Task description » When you retype the records that follow, keep each word as it is and drop any pictures.

Records provided »
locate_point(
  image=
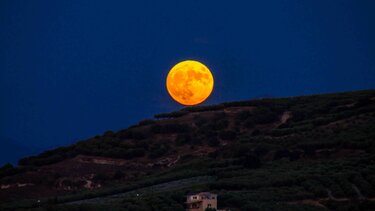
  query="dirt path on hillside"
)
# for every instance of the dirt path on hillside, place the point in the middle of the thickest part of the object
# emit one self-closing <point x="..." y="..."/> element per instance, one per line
<point x="167" y="186"/>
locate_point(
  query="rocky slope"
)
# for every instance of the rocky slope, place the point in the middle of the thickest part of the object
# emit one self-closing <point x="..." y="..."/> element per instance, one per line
<point x="299" y="153"/>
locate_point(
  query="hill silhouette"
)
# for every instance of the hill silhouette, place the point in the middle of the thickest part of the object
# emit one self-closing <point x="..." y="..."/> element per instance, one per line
<point x="298" y="153"/>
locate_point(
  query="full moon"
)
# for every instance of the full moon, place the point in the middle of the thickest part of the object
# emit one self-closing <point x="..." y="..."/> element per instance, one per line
<point x="190" y="82"/>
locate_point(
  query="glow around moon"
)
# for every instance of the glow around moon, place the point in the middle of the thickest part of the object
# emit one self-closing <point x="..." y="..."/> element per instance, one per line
<point x="190" y="82"/>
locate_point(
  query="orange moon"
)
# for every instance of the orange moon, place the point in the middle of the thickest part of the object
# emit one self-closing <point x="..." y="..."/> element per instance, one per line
<point x="190" y="82"/>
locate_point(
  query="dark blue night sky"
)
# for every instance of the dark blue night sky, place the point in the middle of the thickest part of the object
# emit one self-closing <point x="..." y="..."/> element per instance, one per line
<point x="70" y="70"/>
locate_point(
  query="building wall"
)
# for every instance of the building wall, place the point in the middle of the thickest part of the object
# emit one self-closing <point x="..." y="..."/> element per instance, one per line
<point x="206" y="202"/>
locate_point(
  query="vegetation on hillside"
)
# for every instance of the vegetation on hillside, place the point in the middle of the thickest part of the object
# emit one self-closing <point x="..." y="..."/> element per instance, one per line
<point x="324" y="152"/>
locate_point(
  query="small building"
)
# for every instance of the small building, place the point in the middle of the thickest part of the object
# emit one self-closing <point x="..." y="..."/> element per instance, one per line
<point x="201" y="201"/>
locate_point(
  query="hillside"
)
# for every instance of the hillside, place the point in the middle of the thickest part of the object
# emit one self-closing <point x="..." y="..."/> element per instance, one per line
<point x="299" y="153"/>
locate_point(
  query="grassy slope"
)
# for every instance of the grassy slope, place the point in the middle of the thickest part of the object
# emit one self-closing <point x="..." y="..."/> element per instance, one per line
<point x="321" y="158"/>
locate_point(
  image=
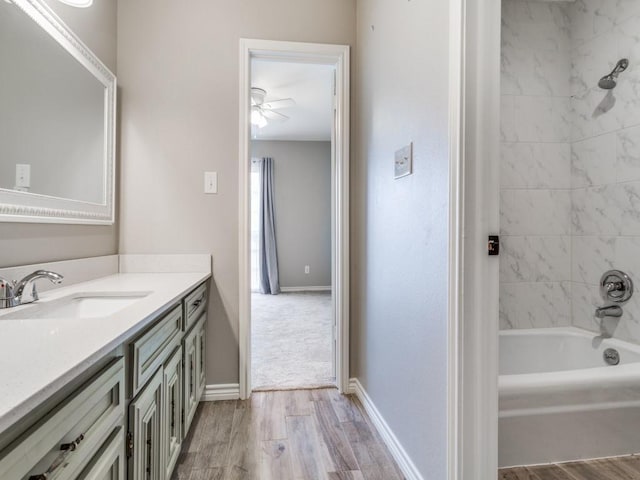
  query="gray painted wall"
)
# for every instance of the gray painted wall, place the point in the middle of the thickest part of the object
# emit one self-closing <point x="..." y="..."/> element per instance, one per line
<point x="302" y="190"/>
<point x="400" y="227"/>
<point x="178" y="71"/>
<point x="22" y="244"/>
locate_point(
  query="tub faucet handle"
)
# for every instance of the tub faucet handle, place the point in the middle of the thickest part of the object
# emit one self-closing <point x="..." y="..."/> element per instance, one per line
<point x="610" y="311"/>
<point x="616" y="286"/>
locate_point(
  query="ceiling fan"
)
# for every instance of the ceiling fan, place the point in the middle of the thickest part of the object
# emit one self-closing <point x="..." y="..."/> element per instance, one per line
<point x="264" y="112"/>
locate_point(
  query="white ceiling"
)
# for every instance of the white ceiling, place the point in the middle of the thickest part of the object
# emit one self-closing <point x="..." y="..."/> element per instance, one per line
<point x="310" y="85"/>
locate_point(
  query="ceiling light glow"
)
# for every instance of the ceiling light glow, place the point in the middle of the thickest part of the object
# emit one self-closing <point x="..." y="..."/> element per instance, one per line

Result of this exercise »
locate_point(
  image=
  query="dirt path on hillside"
)
# for every instance of the dirt path on hillside, place the point in the middle of the thickest part of the object
# emit one self-closing <point x="..." y="..."/> element per instance, one per line
<point x="167" y="186"/>
locate_point(
  query="rocky slope"
)
# for every instance of the rocky slope, place the point in the middle of the thickest part of the object
# emit one self-closing <point x="..." y="..."/> element per instance, one per line
<point x="299" y="153"/>
locate_point(
  query="hill silhouette"
)
# for every instance of the hill silhouette, place the point in the middle of the thickest part of the object
# emit one self-closing <point x="..." y="..."/> element per instance, one per line
<point x="298" y="153"/>
locate_point(
  query="full moon"
)
# for every instance of the full moon, place the point in the middle of the thickest part of the object
# emit one self-closing <point x="..." y="..."/> element per instance, one per line
<point x="190" y="82"/>
locate_point(
  query="glow around moon"
)
# for every instance of the glow around moon, place the point in the middle of the thickest part of the object
# emit one self-closing <point x="..." y="..."/> element per instance, one per line
<point x="190" y="82"/>
locate_point(
  query="orange moon"
)
# for every instance of the orange moon, place the point in the middle of the thickest part of the object
# emit one self-closing <point x="..." y="..."/> element per instance, one per line
<point x="190" y="82"/>
locate_point(
  query="dark blue night sky"
)
# for every instance of the dark blue night sky, place the point in the middle of the thickest part of the object
# emit one self-closing <point x="..." y="..."/> element per instance, one per line
<point x="70" y="70"/>
locate_point(
  query="building wall"
)
# for every instance of the building wall, place the point in the middle of the thickest part of the object
# emit one self-closing <point x="..." y="..."/> element per instance, one per line
<point x="206" y="202"/>
locate_point(
  query="vegetation on hillside"
)
# for every instance of the vegetation on hillside, place the point in the middle of the thickest part of the object
# emit one self-closing <point x="..." y="..."/> element per instance, one per line
<point x="324" y="152"/>
locate_point(
  query="small building"
)
# for every instance of the small building, place the point in the middle of the thickest part of the object
# emit one self-closing <point x="..." y="..."/> element per instance, one per line
<point x="201" y="201"/>
locate_point(
  query="hillside"
)
# for every instance of the hillside, place the point in the middle of the thickest part of the object
# emit one self-closing <point x="..." y="..."/> element per instance, one per line
<point x="299" y="153"/>
locate_point(
  query="grassy slope"
)
# for every instance of the grassy slope, place the point in the middle of the thickest part of the object
# emit one self-closing <point x="..." y="..."/> element per instance, one per line
<point x="321" y="158"/>
locate_point(
  image=
  query="gray painted wall"
)
# for every instance of the gray painted wall, place the point in the middle of the thickest part of the object
# emit one self-closing <point x="..." y="..."/> element per instance, one per line
<point x="302" y="190"/>
<point x="400" y="227"/>
<point x="178" y="71"/>
<point x="22" y="244"/>
locate_point(
  query="tub faucet handle"
)
# for every instance of the tub faucet handle, place the point in the middle of the thickest part of the object
# emit one self-closing <point x="..." y="..."/> element per instance, one per line
<point x="610" y="311"/>
<point x="616" y="286"/>
locate_point(
  query="ceiling fan"
)
# for every instance of the ceiling fan, place the point in the middle of the thickest part of the object
# emit one self-closing <point x="..." y="..."/> element per instance, one per line
<point x="264" y="112"/>
locate_point(
  query="white ceiling"
)
# for every instance of the white ceiling, place the point in the middle of the thickest part of the object
# emit one self-closing <point x="..." y="..."/> element per instance, one per line
<point x="310" y="85"/>
locate_point(
  query="ceiling light glow"
)
# for every instance of the ceiling light glow, place the point in the middle of the thickest part of the object
# emit one self-closing <point x="..." y="..."/> element per instance, one per line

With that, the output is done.